Write out every entry exactly as given, but omit the pictures.

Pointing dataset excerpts
————
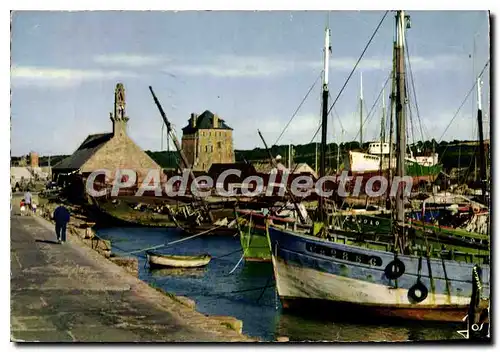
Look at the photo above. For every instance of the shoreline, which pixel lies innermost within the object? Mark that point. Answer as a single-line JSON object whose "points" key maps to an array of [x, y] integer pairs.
{"points": [[121, 269]]}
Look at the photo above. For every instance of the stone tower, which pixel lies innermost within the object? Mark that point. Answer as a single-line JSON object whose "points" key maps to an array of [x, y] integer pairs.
{"points": [[119, 117], [207, 140]]}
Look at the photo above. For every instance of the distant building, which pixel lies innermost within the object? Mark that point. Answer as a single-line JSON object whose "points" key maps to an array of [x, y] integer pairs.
{"points": [[207, 140], [109, 150], [33, 159]]}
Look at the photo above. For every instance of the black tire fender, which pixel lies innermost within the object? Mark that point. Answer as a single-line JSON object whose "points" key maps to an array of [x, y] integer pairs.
{"points": [[418, 292], [394, 269]]}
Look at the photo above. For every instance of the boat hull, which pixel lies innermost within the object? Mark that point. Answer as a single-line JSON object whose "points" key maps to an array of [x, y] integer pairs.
{"points": [[255, 244], [310, 271], [156, 260]]}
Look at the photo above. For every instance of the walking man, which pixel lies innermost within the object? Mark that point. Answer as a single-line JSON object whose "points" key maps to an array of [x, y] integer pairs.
{"points": [[61, 217], [27, 200]]}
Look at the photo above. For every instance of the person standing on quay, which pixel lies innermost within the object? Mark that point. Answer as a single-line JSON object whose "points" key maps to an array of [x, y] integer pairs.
{"points": [[27, 200], [61, 217]]}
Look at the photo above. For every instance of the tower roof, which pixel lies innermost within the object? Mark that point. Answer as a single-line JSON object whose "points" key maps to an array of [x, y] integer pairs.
{"points": [[206, 121]]}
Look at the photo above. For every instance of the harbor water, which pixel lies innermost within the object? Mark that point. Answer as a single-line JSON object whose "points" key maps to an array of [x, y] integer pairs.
{"points": [[246, 291]]}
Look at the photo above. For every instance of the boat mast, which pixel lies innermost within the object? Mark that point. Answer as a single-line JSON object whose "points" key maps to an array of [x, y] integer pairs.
{"points": [[482, 159], [324, 118], [361, 110], [390, 173], [400, 114], [382, 131]]}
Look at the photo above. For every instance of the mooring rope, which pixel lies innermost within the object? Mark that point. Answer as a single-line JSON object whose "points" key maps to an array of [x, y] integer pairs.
{"points": [[176, 241]]}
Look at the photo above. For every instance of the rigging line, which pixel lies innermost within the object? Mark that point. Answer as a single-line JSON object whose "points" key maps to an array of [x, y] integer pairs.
{"points": [[298, 108], [373, 106], [354, 68], [461, 105], [413, 87], [465, 100], [336, 114]]}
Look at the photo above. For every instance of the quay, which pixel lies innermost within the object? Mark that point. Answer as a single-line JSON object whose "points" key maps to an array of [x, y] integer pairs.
{"points": [[70, 293]]}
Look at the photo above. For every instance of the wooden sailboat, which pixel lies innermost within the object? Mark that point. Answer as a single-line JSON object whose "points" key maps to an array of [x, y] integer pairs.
{"points": [[401, 281], [177, 261], [252, 226]]}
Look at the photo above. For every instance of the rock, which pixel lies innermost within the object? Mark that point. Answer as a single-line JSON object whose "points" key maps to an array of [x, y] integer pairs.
{"points": [[89, 233], [230, 322], [188, 302], [97, 243], [130, 264]]}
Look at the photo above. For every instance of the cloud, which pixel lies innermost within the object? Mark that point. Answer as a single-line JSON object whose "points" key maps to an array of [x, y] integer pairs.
{"points": [[234, 66], [259, 66], [130, 60], [60, 77]]}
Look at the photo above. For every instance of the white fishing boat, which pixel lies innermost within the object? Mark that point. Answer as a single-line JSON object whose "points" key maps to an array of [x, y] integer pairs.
{"points": [[177, 261], [351, 275]]}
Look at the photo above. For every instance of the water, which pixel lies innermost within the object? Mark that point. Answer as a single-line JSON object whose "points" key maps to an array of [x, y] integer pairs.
{"points": [[243, 294]]}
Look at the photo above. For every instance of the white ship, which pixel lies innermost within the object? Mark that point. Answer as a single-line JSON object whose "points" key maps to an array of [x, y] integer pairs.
{"points": [[361, 162]]}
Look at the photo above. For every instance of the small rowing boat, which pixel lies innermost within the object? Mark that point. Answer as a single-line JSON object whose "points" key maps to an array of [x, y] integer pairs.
{"points": [[177, 261]]}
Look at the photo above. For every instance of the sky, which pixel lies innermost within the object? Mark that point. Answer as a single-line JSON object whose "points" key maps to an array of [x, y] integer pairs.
————
▶ SOLVED EXERCISE:
Look at the photo above. For every instance of the shoreline, which pixel lies innermost within the object? Mark that point. Answer as a single-line JSON object whose "points" key maps to an array of [x, y] integer pairs.
{"points": [[121, 269]]}
Look at the photo above. For every instance of the stone tower, which pixel lies innermost within the object? Mark that point. Answer as a single-line JSON object whose "points" key maps to an array of [x, y] integer pairs.
{"points": [[119, 117], [207, 140]]}
Look at the photo above. For every instance of the distant building, which pixel lies innermost within the object? Mark that point. Answer as a single-line JSON object whose "points" key maps to an array of [x, y] integer pairs.
{"points": [[207, 140], [109, 150], [33, 159]]}
Look at the photo above. For every instance of the black tire fender, which pixel lies innermost within the object? Mark that point. Answer as a single-line JSON object whose "points" key maps to an array of [x, y] integer pairs.
{"points": [[418, 292], [394, 269]]}
Look at the photo above. For every instance of the boat hull, which pixel lies innermost within the object? Mark that point. Answer as a single-line JSON object whose "points" key maps to an array of [x, y] integer pairs.
{"points": [[255, 244], [310, 271], [156, 260]]}
Look at the photo above. For every instance of the walking man, which pixel lies innermost within the object? Mark that point. Answer as a single-line JSON object whose "points" key maps to an array of [x, y] integer pairs.
{"points": [[61, 217], [27, 200]]}
Look at the photo above. For every instance of the person standing on quay, which pixel lies innermost within the object? Mark that point. Answer as a single-line JSON object whose "points" key maps to an array of [x, y] integer pairs.
{"points": [[27, 200], [61, 217]]}
Look at the photo above. For every instance of the tower roof, which pixel lies innermost within the object? Mark that point. Answer as a single-line JSON object whose "points" key maps to an array of [x, y] integer pairs.
{"points": [[206, 121]]}
Look at the photo above. For every instance of the harbor water, which pixel lies innermost within the object? Mark that point. Answer as a single-line JSON object whose "points" key maps to an array of [x, y] integer pairs.
{"points": [[246, 291]]}
Look at the photo above. For every instance of the boat mast, which pixel lies innermost within the object? Mark that point. Answer as a single-line JSON object whose "points" key maps to an array of [x, y] integer pairs.
{"points": [[482, 159], [324, 118], [361, 110], [390, 173], [400, 114], [382, 131]]}
Look at the photo above. For every instance of the mooring rope, which pixel lies innermost within the object? Mark that point. Answer as a single-line JSON object whose "points" key maps to an array of [x, y] integer pairs.
{"points": [[176, 241]]}
Look at the photo above. For every instance of the rigging line, which pixel lies innermost within the object? Mark that point. Answer as a single-line JSON object whose "points" key maps to an array of [x, y] integer pairs.
{"points": [[298, 108], [373, 106], [354, 68], [461, 105], [413, 87], [465, 100], [336, 114]]}
Look at the photo above. For every instance of the quay, which pixel lies innermost within the object? Mark that point. Answer as a single-line JSON object whose "points" key maps to an array of [x, y] integer pairs.
{"points": [[70, 293]]}
Look at the photo above. For every instance of the wooden sailboat, which pixel lies innermost within the object? Mark that point. Answer as a single-line JSON object whose "points" key maps to an array of [x, y] integer pairs.
{"points": [[401, 281], [177, 261], [252, 226]]}
Look at the photo above. For every instance of the rock, which pixel lies innermost within the object? Mark that point. Answer as a single-line JSON object whose "points" key maps to an array of [x, y] integer pairs.
{"points": [[89, 233], [230, 322], [188, 302], [97, 243], [130, 264]]}
Look at the photo above. For every instance of the cloud, which pixel lies innermost within the object? Mark that point. Answer as a single-line JSON object whose "points" key maps to an array of [x, y] integer pairs.
{"points": [[234, 66], [259, 66], [130, 60], [60, 77]]}
Look at the photo above. For every instance of the white fishing boat, which pixel lies innermost within the object? Mark that point. Answer as a single-line JSON object whose "points" key maps to an array of [x, y] integer pairs.
{"points": [[177, 261], [351, 275]]}
Look at the photo above. For every instance of the water, which pixel lies innermost within the object? Mark that point. Answer as a single-line JSON object whose "points" key maps to an array of [x, y] integer pairs.
{"points": [[243, 294]]}
Look at the photo above. For every instance of the white ship, which pixel lies innermost within the object? Mark that point. Answer as a single-line JSON object whose "points" key maps to an array of [x, y] integer pairs.
{"points": [[361, 162]]}
Look at the photo above. For every instance of the small rowing boat, which pixel lies innermost within the object? Mark that point. Answer as a single-line JSON object whose "points" key maps to an array of [x, y] integer pairs.
{"points": [[177, 261]]}
Look at the photo above. For every instance of the sky, which pixel lies innermost within the object? Mark that point. Answer as a single-line JSON object whose "points" key maps to an array of [x, y] integer pairs.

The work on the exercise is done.